[Dataset rows about object locations]
↓

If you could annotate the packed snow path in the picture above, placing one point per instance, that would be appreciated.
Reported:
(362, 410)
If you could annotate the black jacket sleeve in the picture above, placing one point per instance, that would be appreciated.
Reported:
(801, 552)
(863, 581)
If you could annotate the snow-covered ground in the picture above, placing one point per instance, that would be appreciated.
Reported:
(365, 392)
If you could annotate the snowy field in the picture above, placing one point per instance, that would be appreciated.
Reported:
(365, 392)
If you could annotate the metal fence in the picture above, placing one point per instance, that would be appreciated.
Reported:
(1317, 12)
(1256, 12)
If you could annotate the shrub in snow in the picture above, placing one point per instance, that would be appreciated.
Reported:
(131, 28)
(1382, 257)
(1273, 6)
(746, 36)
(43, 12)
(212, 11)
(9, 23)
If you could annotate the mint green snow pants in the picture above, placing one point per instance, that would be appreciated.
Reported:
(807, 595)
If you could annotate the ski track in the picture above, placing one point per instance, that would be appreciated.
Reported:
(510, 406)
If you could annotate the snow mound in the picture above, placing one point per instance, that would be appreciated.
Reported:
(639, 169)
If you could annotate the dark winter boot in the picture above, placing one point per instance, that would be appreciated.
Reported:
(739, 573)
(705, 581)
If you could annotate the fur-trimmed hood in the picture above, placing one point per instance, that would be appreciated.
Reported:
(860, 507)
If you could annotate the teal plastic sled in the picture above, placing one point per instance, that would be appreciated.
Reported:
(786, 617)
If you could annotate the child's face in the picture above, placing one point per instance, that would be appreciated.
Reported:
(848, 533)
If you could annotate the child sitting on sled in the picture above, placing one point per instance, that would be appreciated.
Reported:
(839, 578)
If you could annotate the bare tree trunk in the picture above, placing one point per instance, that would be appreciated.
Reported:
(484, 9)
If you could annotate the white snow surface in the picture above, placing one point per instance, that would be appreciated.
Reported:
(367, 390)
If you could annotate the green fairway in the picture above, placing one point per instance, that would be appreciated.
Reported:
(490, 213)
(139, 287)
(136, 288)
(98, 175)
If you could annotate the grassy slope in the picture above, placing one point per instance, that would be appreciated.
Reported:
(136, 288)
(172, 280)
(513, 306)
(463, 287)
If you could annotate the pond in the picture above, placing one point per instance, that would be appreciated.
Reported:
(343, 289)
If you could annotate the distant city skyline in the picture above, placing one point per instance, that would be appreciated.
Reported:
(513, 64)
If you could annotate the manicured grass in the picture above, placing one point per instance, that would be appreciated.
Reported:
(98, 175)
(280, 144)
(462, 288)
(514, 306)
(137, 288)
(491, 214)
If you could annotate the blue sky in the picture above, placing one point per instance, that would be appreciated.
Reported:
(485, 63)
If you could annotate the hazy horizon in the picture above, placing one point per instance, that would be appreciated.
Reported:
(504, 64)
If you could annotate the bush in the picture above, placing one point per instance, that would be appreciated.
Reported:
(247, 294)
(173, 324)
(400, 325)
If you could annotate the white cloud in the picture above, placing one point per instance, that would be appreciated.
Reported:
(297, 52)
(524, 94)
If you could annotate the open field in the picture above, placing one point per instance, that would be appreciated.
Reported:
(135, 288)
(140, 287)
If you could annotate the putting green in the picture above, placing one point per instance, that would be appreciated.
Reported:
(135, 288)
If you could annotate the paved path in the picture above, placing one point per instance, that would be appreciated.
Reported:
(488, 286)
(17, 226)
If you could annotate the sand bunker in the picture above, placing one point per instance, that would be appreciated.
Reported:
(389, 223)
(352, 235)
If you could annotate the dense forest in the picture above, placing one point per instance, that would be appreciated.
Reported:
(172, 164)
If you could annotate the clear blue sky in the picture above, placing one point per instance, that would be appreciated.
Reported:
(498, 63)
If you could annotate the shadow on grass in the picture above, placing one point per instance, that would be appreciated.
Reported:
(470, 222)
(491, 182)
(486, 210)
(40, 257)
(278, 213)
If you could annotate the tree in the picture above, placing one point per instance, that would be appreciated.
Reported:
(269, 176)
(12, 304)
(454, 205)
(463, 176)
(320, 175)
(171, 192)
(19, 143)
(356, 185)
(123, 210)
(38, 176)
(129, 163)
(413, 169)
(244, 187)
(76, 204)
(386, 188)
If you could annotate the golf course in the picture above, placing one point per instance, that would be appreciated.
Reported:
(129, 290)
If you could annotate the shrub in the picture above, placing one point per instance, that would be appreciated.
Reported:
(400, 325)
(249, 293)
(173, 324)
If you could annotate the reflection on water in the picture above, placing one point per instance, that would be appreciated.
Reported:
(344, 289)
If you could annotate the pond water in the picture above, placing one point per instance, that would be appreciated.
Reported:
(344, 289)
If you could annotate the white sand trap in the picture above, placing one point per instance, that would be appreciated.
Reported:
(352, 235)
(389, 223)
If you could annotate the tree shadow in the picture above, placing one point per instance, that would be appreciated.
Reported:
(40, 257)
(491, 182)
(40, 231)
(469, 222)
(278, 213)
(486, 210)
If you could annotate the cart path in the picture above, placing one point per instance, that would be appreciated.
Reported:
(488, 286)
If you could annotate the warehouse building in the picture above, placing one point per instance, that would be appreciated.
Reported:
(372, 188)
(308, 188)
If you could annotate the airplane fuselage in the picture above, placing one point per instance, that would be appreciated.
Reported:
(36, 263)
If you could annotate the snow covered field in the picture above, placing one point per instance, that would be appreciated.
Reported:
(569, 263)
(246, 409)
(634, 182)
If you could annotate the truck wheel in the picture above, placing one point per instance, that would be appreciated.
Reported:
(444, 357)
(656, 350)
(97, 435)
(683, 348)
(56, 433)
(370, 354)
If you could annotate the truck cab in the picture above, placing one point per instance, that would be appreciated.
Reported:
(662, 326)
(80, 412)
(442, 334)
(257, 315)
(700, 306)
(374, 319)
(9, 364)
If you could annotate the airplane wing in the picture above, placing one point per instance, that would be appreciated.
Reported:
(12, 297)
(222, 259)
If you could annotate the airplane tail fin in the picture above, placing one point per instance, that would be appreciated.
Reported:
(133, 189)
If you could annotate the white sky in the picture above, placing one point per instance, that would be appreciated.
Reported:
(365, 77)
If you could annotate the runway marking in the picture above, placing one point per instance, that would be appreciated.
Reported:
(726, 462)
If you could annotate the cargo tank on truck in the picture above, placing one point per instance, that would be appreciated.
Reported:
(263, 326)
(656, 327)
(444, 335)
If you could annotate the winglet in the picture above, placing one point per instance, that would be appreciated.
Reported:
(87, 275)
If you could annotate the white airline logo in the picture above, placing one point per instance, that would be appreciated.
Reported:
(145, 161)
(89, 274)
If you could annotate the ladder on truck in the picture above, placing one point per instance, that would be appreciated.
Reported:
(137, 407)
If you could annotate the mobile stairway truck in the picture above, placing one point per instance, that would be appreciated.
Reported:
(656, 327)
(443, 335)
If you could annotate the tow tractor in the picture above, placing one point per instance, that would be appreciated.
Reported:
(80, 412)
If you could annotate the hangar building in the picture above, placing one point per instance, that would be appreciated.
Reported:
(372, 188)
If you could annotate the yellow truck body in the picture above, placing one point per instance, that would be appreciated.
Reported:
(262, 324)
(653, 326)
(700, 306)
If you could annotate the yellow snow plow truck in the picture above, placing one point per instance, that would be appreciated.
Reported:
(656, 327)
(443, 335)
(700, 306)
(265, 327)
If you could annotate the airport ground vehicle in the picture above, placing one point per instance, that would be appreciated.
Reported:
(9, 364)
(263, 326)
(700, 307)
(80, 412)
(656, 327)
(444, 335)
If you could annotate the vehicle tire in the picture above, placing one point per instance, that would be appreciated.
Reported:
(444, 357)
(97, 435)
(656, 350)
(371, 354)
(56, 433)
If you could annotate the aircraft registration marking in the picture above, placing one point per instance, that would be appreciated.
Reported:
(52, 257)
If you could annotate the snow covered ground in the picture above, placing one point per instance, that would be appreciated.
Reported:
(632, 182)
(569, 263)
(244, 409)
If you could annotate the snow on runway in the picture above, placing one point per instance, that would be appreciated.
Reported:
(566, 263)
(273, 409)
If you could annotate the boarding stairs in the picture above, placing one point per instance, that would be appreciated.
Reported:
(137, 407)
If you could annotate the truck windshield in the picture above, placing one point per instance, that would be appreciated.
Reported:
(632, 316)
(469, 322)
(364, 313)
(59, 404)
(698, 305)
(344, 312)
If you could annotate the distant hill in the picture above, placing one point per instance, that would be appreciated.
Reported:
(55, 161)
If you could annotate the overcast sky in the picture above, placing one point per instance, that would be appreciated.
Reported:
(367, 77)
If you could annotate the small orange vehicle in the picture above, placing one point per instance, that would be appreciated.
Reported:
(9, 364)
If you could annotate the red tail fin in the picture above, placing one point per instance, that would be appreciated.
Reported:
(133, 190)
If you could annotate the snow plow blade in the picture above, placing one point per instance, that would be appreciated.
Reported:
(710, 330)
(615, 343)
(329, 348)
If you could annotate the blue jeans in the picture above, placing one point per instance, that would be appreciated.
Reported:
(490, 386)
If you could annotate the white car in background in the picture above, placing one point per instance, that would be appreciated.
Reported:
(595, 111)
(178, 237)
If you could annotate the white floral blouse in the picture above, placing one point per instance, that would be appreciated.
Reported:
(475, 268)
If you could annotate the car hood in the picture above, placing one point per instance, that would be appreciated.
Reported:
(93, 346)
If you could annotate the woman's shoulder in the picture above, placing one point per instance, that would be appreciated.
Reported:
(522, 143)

↑

▶ [Goal of the exercise]: Change "Reported" to "Recorded" in the rows starting with the line that contains "If you could annotate the red" and going on through the end of the rows. Give back only those lines with nothing else altered.

▶ [Result for this exercise]:
If you could annotate the red tail fin in the picture above, placing one point per instance, that would be appreciated.
Recorded:
(133, 190)
If you could annotate the snow plow blade in the picture above, placing one point per instance, that would be appreciated.
Recorded:
(710, 330)
(615, 343)
(329, 348)
If you could annotate the blue jeans in the picture above, placing one point per instance, that would be appreciated.
Recorded:
(490, 386)
If you could annotate the white car in background in the picture above, placing one point per instance, that would be appreciated.
Recorded:
(595, 111)
(178, 237)
If you could annotate the white floral blouse in the picture above, placing one point per instance, that would be appreciated.
Recorded:
(475, 268)
If you could annotate the car hood in the picture above, placing one point per instance, that would be appreciated.
Recorded:
(93, 346)
If you could annotate the woman's shoulder in the picture above, placing one point per instance, that would be appreciated.
Recorded:
(522, 143)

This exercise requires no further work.